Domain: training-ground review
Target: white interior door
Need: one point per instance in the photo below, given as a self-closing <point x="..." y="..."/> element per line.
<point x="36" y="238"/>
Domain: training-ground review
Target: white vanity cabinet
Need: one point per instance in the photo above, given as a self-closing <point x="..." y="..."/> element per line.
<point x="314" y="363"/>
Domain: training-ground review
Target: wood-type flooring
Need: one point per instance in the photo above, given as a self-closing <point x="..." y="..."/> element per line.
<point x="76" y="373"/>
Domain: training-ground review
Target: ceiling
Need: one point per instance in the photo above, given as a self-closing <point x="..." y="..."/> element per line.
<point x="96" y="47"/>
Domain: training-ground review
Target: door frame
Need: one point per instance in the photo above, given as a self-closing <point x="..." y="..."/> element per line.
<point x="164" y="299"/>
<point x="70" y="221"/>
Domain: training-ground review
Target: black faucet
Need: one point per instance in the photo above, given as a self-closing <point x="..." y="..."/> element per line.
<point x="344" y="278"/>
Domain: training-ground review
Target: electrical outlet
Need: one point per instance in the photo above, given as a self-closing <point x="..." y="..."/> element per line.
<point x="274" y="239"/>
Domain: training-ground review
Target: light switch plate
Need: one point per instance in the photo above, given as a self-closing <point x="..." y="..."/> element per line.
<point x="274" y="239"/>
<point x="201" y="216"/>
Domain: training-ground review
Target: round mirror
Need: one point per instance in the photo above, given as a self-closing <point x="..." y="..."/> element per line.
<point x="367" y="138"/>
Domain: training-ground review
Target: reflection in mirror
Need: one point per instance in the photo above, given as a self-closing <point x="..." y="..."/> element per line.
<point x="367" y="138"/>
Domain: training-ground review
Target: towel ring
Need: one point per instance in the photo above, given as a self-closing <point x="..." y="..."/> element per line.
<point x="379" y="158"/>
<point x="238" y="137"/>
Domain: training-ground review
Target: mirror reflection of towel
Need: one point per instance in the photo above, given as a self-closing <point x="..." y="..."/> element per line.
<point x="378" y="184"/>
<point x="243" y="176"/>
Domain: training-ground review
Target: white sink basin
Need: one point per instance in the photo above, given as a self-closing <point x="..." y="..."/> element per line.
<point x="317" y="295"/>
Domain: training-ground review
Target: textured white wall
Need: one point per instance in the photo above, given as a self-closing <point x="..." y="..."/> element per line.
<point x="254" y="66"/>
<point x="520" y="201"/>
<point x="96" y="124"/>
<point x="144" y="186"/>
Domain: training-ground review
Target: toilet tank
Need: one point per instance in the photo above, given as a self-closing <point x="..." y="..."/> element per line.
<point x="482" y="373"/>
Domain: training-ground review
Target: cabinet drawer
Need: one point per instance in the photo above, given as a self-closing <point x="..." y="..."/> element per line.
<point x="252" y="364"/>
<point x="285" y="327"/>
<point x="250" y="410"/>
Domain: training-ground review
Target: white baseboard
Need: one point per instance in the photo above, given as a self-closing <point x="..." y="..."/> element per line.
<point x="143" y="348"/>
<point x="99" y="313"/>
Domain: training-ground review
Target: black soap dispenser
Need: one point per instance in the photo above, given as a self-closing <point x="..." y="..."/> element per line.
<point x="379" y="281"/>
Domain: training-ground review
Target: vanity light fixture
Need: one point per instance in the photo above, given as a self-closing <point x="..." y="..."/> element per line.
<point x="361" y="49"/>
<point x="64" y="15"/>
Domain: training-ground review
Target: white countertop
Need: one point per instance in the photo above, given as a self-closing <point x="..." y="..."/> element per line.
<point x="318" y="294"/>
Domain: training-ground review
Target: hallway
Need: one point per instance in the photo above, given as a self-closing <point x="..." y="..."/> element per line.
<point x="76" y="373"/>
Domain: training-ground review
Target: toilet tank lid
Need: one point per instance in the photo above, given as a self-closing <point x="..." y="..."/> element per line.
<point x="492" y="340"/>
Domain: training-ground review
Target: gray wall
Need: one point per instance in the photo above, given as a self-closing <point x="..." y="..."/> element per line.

=-=-=

TASK GOAL ▸ Transcribe all of the material exactly. Omit nothing.

WORKED ANSWER ▸
Domain: training-ground review
Target: white interior door
Need: one point per instance in the photo below, given as a self-closing <point x="..." y="..."/> element per line.
<point x="36" y="238"/>
Domain: training-ground review
Target: white vanity cabinet
Need: one point per instance in the photo above, given as a self-closing <point x="..." y="..."/> element per line.
<point x="314" y="363"/>
Domain: training-ground review
Target: wood-type flooring
Need: one point per instance in the photo above, given as a self-closing <point x="..." y="..."/> element per line.
<point x="76" y="373"/>
Domain: training-ground review
Target: ceiling
Need: one point per instance in the photo above, given as a self-closing <point x="..." y="..."/> element per line.
<point x="96" y="47"/>
Domain: training-ground review
Target: door frame
Need: one point per instance in the photo above, given as a self-closing <point x="..." y="..."/> element per line.
<point x="164" y="299"/>
<point x="70" y="221"/>
Domain: training-ground review
Target: black faucet
Need: one point per instance in the photo above, given as a self-closing <point x="..." y="..."/> element per line.
<point x="344" y="278"/>
Domain: training-ground review
Target: electrical outlet
Need: one point per instance in the photo above, given as a self-closing <point x="..." y="..."/> element per line.
<point x="274" y="239"/>
Domain: training-ground review
Target: light switch plate
Need: one point per instance in the photo above, given as a self-closing <point x="..." y="..."/> element per line.
<point x="274" y="239"/>
<point x="201" y="216"/>
Domain: training-ground review
Target: round mirror
Need: one point per instance in the photo above, given as a self-closing <point x="..." y="..."/> element per line.
<point x="367" y="138"/>
Domain: training-ground review
Target: reflection in mirror
Need: one point per instance in the photo above, given as a self-closing <point x="..." y="..."/> element per line.
<point x="367" y="138"/>
Domain: training-ground review
Target: towel ring
Need: one point per instance in the photo above, given as a self-closing <point x="..." y="..."/> element per line.
<point x="379" y="158"/>
<point x="238" y="137"/>
Domain: training-ground review
Target: mirror reflection of towel
Need: one point per instance in the photo above, given as a self-closing <point x="..." y="..."/> element per line.
<point x="378" y="184"/>
<point x="243" y="176"/>
Domain: training-ground review
Target: white sink basin
Need: one point per instance in the photo above, given as a self-closing <point x="..." y="..."/> element per line.
<point x="317" y="295"/>
Domain: training-ground review
Target: textured white wall
Need: one point per instance in the photo above, given as a self-closing <point x="..." y="..."/> element per line.
<point x="254" y="66"/>
<point x="520" y="201"/>
<point x="96" y="124"/>
<point x="144" y="186"/>
Domain: training-ground review
Target: toilet tank
Need: one point per instance in the photo above, given as a self-closing <point x="..." y="..."/> element per line.
<point x="482" y="373"/>
Domain: training-ground review
Target: cabinet drawer
Need: one point per instance in the photo above, given as a self-closing <point x="..." y="..."/> element per line.
<point x="252" y="364"/>
<point x="285" y="327"/>
<point x="250" y="410"/>
Domain: training-ground review
Target: white baseboard
Need: one point per instance in the photo above, given as a self-closing <point x="..." y="..."/> element per line.
<point x="143" y="348"/>
<point x="99" y="313"/>
Domain: training-ground review
Target: black soap dispenser
Need: one point per instance in the photo above, given as a self-closing <point x="..." y="..."/> element per line.
<point x="379" y="281"/>
Domain: training-ground review
Target: vanity light fixture
Need: one point per instance in the photo above, given as a self-closing <point x="..." y="..."/> element per line.
<point x="361" y="49"/>
<point x="64" y="15"/>
Domain: training-ground review
Target: white countertop
Need: one point per instance in the photo above, given as a self-closing <point x="..." y="..."/> element per line.
<point x="318" y="294"/>
Domain: training-ground review
Target: hallway
Need: one point per instance in the photo above, given as a self-closing <point x="..." y="..."/> element per line.
<point x="76" y="373"/>
Domain: training-ground review
Target: toilet tank lid
Need: one point per instance in the photo above, given as a self-closing <point x="..." y="..."/> element per line.
<point x="492" y="340"/>
Domain: training-ground review
Target: gray wall
Need: one point per instance in the photo above, given as a self-closing <point x="..." y="..."/> element per line.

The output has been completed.